SOURCE RECORDS:
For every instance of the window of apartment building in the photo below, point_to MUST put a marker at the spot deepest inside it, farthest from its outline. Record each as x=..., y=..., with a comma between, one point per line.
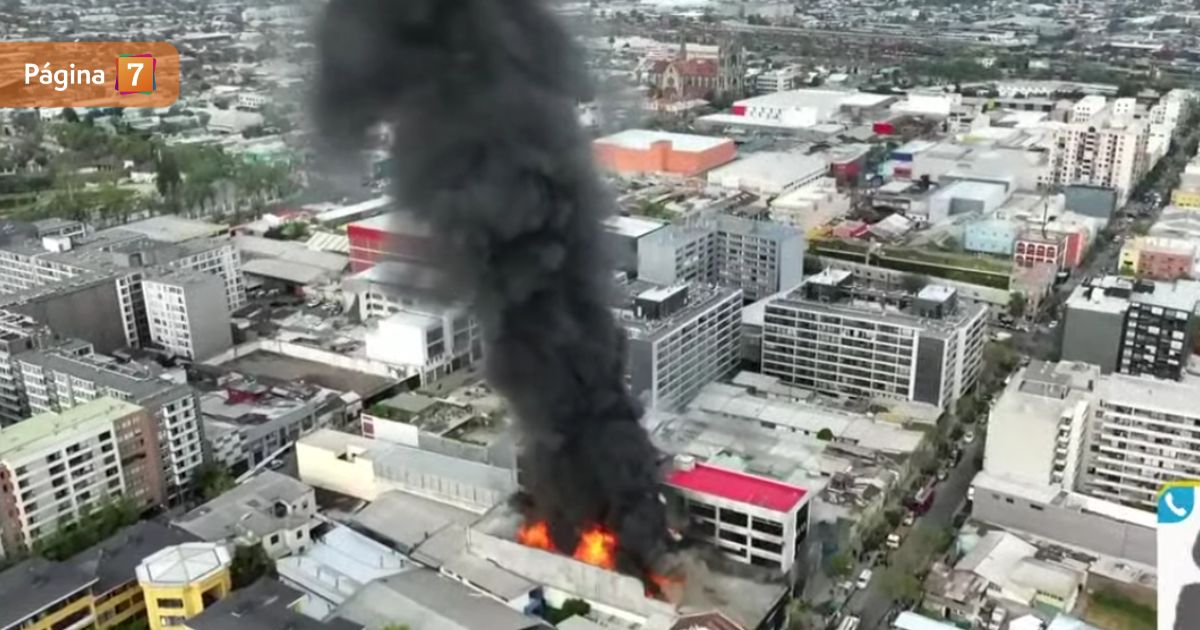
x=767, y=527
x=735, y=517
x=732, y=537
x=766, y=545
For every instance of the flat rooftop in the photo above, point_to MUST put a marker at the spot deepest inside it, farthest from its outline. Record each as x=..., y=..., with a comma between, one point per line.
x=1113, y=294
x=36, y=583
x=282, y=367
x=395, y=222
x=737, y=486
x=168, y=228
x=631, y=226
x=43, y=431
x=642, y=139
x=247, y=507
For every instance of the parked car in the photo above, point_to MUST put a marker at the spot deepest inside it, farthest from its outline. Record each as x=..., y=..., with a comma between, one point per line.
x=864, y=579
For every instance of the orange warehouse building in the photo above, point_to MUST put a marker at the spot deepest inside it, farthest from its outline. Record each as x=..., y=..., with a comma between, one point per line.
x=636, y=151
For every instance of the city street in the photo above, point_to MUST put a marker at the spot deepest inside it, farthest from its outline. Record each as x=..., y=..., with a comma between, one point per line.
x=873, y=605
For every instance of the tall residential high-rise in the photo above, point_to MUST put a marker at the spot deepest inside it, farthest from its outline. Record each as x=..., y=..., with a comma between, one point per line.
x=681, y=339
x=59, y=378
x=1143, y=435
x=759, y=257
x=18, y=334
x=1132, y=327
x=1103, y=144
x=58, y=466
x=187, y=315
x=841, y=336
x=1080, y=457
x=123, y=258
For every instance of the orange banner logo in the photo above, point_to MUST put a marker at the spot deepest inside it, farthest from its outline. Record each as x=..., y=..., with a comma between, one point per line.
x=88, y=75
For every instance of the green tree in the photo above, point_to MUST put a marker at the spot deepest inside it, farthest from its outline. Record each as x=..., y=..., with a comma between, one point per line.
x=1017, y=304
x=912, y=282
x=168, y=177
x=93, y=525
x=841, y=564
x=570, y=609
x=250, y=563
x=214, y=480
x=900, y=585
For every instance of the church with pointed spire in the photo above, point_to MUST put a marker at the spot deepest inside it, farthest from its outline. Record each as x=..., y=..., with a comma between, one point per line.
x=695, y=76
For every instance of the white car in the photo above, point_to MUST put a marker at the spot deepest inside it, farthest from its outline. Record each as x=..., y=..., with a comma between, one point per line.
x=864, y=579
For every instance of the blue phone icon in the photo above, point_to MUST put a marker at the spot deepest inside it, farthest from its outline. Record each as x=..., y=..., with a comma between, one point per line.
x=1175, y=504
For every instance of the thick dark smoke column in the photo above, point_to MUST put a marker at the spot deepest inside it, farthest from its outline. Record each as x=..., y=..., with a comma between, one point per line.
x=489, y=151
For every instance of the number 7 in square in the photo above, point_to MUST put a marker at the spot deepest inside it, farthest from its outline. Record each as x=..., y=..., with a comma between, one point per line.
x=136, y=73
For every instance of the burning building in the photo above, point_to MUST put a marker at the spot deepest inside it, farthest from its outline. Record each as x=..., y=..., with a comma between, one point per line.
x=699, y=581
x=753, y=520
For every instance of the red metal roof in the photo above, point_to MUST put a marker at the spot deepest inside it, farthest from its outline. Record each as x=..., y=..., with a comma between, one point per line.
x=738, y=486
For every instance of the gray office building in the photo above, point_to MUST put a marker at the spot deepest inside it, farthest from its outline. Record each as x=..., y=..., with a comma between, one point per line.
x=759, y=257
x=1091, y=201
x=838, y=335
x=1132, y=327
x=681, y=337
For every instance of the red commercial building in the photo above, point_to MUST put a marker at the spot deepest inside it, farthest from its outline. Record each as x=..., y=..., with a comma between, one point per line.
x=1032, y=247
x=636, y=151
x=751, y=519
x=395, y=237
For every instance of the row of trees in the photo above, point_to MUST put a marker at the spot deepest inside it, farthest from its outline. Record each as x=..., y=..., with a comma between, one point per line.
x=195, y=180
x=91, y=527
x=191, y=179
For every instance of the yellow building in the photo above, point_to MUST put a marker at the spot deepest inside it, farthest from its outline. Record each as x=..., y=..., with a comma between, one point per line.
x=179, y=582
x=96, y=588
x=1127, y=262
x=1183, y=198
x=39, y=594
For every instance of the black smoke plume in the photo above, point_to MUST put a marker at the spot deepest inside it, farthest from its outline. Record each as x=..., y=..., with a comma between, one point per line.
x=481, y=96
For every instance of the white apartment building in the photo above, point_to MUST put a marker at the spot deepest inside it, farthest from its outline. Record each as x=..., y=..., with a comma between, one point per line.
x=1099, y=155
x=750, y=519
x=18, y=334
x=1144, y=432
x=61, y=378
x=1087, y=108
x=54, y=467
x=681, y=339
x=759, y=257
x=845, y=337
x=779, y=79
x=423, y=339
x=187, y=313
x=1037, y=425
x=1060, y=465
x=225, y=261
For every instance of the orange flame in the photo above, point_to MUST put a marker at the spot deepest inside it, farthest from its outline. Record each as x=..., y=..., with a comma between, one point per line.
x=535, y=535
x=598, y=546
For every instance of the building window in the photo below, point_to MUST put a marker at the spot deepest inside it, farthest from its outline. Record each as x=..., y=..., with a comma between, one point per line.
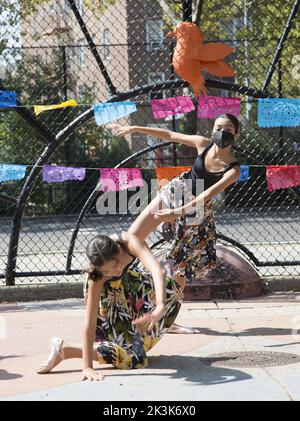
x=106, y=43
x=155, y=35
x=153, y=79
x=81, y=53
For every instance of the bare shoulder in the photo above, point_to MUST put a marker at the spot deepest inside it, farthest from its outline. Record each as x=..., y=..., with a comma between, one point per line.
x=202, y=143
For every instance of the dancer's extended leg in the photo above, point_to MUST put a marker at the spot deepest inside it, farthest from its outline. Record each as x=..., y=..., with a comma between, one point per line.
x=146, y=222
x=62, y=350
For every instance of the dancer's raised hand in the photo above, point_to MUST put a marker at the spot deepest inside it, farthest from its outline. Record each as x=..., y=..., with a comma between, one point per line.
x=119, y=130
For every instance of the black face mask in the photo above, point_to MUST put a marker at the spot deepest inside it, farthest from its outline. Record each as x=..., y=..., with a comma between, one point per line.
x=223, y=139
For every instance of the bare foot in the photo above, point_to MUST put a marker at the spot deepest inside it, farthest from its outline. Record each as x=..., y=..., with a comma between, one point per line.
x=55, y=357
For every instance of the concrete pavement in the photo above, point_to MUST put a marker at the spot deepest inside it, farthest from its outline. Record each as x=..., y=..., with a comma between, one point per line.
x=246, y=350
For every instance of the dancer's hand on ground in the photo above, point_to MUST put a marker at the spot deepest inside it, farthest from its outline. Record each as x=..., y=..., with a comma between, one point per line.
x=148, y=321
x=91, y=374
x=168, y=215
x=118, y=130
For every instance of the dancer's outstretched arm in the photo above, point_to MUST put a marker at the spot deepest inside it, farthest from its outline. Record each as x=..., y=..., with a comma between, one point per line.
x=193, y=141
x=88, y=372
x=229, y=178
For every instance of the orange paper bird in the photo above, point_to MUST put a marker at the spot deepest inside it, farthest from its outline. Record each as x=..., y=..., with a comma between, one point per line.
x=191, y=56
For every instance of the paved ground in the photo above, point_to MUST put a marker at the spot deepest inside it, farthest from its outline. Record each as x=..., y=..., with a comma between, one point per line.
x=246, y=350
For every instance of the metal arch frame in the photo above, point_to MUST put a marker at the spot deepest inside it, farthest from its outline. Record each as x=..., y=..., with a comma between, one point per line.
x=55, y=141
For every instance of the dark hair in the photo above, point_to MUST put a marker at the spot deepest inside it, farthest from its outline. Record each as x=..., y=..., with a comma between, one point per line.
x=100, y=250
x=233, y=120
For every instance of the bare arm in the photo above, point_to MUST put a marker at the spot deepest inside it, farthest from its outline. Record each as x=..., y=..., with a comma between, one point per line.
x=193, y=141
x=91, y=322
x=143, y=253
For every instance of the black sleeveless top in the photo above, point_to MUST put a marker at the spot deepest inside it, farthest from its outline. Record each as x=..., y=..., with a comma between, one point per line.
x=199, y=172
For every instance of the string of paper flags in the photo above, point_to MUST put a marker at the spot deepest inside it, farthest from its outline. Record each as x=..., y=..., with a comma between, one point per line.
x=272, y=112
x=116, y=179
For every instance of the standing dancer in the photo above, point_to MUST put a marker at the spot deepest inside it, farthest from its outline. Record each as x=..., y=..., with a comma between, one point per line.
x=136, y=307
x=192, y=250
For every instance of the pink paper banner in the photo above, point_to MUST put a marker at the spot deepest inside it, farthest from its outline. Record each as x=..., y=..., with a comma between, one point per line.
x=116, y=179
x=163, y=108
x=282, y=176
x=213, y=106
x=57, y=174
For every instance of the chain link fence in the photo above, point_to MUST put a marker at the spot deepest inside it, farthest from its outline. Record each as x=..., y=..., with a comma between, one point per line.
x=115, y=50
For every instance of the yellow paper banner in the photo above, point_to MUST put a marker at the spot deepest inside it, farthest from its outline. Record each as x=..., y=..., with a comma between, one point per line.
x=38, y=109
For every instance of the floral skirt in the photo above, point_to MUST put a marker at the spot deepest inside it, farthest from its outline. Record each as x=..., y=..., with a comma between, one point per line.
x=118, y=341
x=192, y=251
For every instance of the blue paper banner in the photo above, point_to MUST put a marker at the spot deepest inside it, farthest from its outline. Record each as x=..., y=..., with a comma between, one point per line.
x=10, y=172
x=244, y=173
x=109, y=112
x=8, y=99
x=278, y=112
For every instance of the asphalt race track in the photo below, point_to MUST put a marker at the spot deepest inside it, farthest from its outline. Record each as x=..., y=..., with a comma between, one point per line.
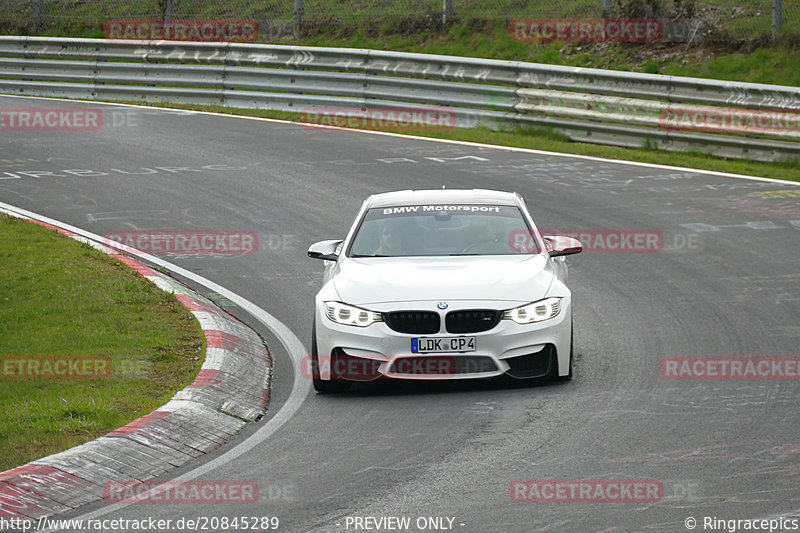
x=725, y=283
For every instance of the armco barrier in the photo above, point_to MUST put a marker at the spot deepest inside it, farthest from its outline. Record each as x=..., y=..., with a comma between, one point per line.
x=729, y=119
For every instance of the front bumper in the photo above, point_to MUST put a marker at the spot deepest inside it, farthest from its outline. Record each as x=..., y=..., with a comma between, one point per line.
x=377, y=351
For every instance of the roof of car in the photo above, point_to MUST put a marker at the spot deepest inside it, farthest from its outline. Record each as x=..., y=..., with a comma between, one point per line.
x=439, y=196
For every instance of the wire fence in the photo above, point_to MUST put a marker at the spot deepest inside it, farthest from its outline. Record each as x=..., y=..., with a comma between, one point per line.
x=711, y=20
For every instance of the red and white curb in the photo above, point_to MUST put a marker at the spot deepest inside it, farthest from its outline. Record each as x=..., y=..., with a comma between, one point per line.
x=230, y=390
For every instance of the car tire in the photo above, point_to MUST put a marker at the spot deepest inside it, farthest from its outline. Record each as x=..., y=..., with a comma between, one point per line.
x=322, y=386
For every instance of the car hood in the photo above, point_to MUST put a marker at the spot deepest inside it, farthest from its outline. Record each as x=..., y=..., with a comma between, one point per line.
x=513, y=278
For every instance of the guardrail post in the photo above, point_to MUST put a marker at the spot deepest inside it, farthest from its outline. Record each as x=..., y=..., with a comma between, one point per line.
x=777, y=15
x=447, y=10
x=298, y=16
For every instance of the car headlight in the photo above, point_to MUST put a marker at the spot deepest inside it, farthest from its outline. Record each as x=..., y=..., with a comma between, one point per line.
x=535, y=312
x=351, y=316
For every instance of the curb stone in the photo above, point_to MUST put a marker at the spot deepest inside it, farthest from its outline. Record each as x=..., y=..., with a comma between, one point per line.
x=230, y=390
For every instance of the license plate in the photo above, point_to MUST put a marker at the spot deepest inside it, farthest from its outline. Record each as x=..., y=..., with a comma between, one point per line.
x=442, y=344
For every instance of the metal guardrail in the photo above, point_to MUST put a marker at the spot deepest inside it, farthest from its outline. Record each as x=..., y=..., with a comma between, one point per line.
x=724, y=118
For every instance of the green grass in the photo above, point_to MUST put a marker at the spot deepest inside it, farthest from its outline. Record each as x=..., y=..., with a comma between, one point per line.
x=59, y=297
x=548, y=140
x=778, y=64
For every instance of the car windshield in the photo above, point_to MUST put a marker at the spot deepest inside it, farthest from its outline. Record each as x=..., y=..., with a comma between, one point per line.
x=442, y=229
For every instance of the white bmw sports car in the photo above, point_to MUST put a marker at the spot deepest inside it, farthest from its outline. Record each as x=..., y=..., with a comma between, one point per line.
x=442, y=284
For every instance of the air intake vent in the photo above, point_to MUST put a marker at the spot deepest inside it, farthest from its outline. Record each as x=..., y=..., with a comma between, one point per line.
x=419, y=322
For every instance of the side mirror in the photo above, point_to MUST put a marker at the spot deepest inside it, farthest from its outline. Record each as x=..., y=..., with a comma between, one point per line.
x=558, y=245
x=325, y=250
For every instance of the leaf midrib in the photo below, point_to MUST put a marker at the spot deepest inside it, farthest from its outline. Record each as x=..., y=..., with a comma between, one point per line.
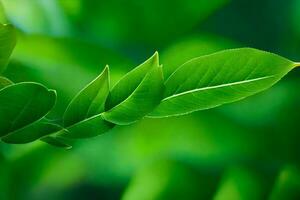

EXERCISE DIRECTIONS:
Your answer should be the lines from the line containing "For every instance of the curb" through the end of the listing above, output exactly and alone, without the pictures.

ANSWER TO THIS PROBLEM:
For every instance of the curb stone in the photo above, point_to MUST put a marker at the spot deepest inside it, farthest from its outline. Record each as x=..., y=..., with a comma between, one point per line.
x=230, y=390
For every instance of the license plate in the photo above, point_to MUST put a marker at the spot deepest inside it, farthest from its outline. Record each as x=..., y=..., with a comma between, one point per line.
x=442, y=344
For every instance of the metal guardrail in the photo above, point_to MUST put a marker at the spot deepest inside it, farthest from its outline. Record each as x=..., y=..., with a comma between, one point per line.
x=724, y=118
For every instance of the green grass in the photo above, point_to MUST put a marker at the spot deepest inside it, farthest from its outline. Record each as x=..., y=..., with a comma between, one point per line.
x=59, y=297
x=548, y=140
x=778, y=64
For every instance of the car windshield in the photo above, point_to MUST put a marker at the spot deepest inside it, farthest from its outline. Record each as x=..., y=..., with a comma between, one point per line.
x=442, y=229
For every instance of the white bmw sports car in the photo above, point_to MUST put a marker at the spot deepest inside it, farthest from its outline. Record each as x=..., y=..., with a comma between, one point per line.
x=442, y=284
For every instance of the air intake vent in the photo above, point_to MUST put a marker at the spot deepest inside it, farthest from its outline. Record each as x=..., y=..., with a comma between, one point per line.
x=419, y=322
For every instance of the side mirror in the photo above, point_to MUST put a marker at the spot deepest inside it, farthest from its outline. Record each as x=..., y=..., with a comma between, one point per line.
x=558, y=245
x=325, y=250
For every instance of the leaf midrib in the photo below, point_to MUST put a marker at the spot deepest inside it, farthest from its outline. Record each as x=..., y=..., with a comma between, one point per line.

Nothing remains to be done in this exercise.